#### MATERIAL PROVIDED
= Beginning of Section =

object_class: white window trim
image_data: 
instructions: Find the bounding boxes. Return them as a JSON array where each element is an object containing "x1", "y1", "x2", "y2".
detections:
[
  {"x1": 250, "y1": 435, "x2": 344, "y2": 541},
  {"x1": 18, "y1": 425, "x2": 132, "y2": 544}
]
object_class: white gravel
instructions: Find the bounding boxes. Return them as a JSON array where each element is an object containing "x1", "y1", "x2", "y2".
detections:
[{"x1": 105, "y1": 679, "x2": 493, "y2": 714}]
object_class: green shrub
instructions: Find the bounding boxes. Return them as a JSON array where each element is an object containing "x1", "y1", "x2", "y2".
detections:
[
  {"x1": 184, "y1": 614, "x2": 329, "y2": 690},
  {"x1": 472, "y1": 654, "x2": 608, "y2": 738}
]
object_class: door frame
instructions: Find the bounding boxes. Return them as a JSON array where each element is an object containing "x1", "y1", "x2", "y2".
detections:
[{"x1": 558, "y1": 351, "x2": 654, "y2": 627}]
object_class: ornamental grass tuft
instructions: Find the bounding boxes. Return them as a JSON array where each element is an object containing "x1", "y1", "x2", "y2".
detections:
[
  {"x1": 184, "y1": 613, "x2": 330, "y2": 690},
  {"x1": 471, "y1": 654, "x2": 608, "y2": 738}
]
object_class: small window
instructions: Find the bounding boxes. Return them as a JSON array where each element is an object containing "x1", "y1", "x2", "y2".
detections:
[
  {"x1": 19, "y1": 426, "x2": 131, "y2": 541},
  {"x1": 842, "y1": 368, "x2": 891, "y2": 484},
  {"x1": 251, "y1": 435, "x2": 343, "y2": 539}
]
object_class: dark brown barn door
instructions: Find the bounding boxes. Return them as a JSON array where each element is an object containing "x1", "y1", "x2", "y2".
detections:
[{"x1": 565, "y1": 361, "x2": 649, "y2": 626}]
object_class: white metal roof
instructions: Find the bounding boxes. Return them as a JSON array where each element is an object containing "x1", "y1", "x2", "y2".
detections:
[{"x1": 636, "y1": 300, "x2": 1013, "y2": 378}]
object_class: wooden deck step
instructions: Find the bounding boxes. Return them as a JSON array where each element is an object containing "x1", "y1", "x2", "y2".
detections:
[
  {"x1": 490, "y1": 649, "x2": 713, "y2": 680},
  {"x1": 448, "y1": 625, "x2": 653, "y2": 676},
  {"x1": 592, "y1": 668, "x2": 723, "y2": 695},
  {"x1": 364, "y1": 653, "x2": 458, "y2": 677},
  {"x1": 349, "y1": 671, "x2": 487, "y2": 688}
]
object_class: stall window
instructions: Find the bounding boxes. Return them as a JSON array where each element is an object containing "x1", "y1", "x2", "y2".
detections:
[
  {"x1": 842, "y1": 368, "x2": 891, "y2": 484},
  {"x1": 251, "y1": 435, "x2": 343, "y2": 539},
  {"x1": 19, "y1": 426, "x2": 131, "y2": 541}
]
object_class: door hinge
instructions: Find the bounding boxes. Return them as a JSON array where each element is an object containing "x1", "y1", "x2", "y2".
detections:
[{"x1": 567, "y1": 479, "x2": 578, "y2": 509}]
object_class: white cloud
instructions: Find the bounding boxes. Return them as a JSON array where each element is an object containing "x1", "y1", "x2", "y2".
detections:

= End of Section =

#### EXERCISE GOAL
Each line of the records with the word "window" in it is to be copied.

#### SOLUTION FOR THIS EXERCISE
object_class: white window trim
object_class: small window
object_class: stall window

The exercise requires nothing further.